Work order 1 - Can you restate the paragraph of the article on third-quarter GDP that begins "Both of the headline numbers" more briefly, keeping its main facts?
Work order 2 - Quote the article on third-quarter GDP from "But tomorrow morning" up to and including "30 percent range.".

Extracted text -
By Pam Martens and Russ Martens: October 28, 2020 ~
At 9:10 a.m. this morning, Dow futures were showing a loss of 623 points, signaling another nasty open for the stock market following Monday’s plunge of 650 points and a 222-point loss yesterday. The sell-off in futures this morning is being blamed on the rising number of COVID-19 cases in Europe and the U.S. and the failure of the U.S. Congress to pass a stimulus bill to cushion the coming economic fallout.
But tomorrow morning will bring a report showing a huge pop in Gross Domestic Product (GDP) for the third quarter, and the Trump campaign can be expected to spin it into a rallying cry at campaign events. At 8:30 a.m. tomorrow, the Bureau of Economic Analysis, a unit of the U.S. Department of Commerce, will report how the U.S. economy grew from July 1 through September 30. According to the highly reliable Atlanta Fed’s GDPNow estimate, that figure should come in at the 30 percent range.
The Trump campaign can be expected to herald that number as the fastest growth in U.S. history. But it should be remembered that it comes on the heels of the second quarter number, which registered the largest quarterly loss in GDP in U.S. history, a decline of 31.4 percent. That monster decline resulted from business closures and job losses from the pandemic, and the resultant pullback in spending.
Both of the headline numbers need to be taken with a grain of salt. GDP is reported at an annualized rate, that is, what the quarterly percentage would be if it lasted for a full year. The loss in the second quarter of 31.4 percent annualized, actually equates to 9 percent on a quarterly basis. That’s still a big deal and on a par with a great depression.
Much of the improvement in the third quarter results from businesses reopening and the financial stimulus from the $1.8 trillion CARES Act, which was signed into law on March 27. We are already one month into the fourth quarter with no additional stimulus bill. So that will produce a drag even if Congress does eventually pass another stimulus package. This coming economic slowdown is likely what the stock market is reacting to this week.
The U.S. is a consumer-based economy where consumer spending accounts for roughly two-thirds of GDP. If states don’t get help soon from a federal stimulus bill, there will be layoffs of teachers, firemen and police. If unemployed workers don’t get an extension of unemployment benefits, that will result in extreme human suffering as well as a hit to consumer spending, which will trigger more job losses and an escalating contraction in consumer spending.
The U.S. Department of Labor reports the following: “The total number of people claiming [unemployment insurance] benefits in all programs for the week ending October 3 was 23,150,427…” How does that compare with the same week in 2019? It’s 16.6 times higher. There were only 1,393,973 people claiming unemployment benefits for the comparable week in 2019. That’s the size of the hole the U.S. economy has to climb out of.
Let those figures sink in for a few moments and then think about the thousands of new layoffs being announced by the airlines, and theatres, and other businesses.
And, finally, as the chart above indicates, some of the largest banks in the U.S. that hold the lion’s share of deposits that support loans to the U.S. economy are not looking like the “source of strength” that the Federal Reserve Chairman, Jerome Powell, keeps reassuring us they are. You can believe your own eyes and the data on that chart (which comes directly from a Dow Jones company, MarketWatch) or you can believe the Fed.
Never in the history of the United States has there been a greater need for a comprehensive national plan to address this crisis.

Provided information -
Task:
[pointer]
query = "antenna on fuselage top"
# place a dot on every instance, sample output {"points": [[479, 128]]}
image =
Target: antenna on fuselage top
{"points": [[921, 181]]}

Task output 1 - Both headline GDP figures deserve caution because GDP is reported at an annualized rate, meaning what the quarterly percentage would be if it lasted a full year. The second quarter's 31.4 percent annualized loss equals 9 percent on a quarterly basis. That is still a big deal, on a par with a great depression.

Task output 2 -
But tomorrow morning will bring a report showing a huge pop in Gross Domestic Product (GDP) for the third quarter, and the Trump campaign can be expected to spin it into a rallying cry at campaign events. At 8:30 a.m. tomorrow, the Bureau of Economic Analysis, a unit of the U.S. Department of Commerce, will report how the U.S. economy grew from July 1 through September 30. According to the highly reliable Atlanta Fed’s GDPNow estimate, that figure should come in at the 30 percent range.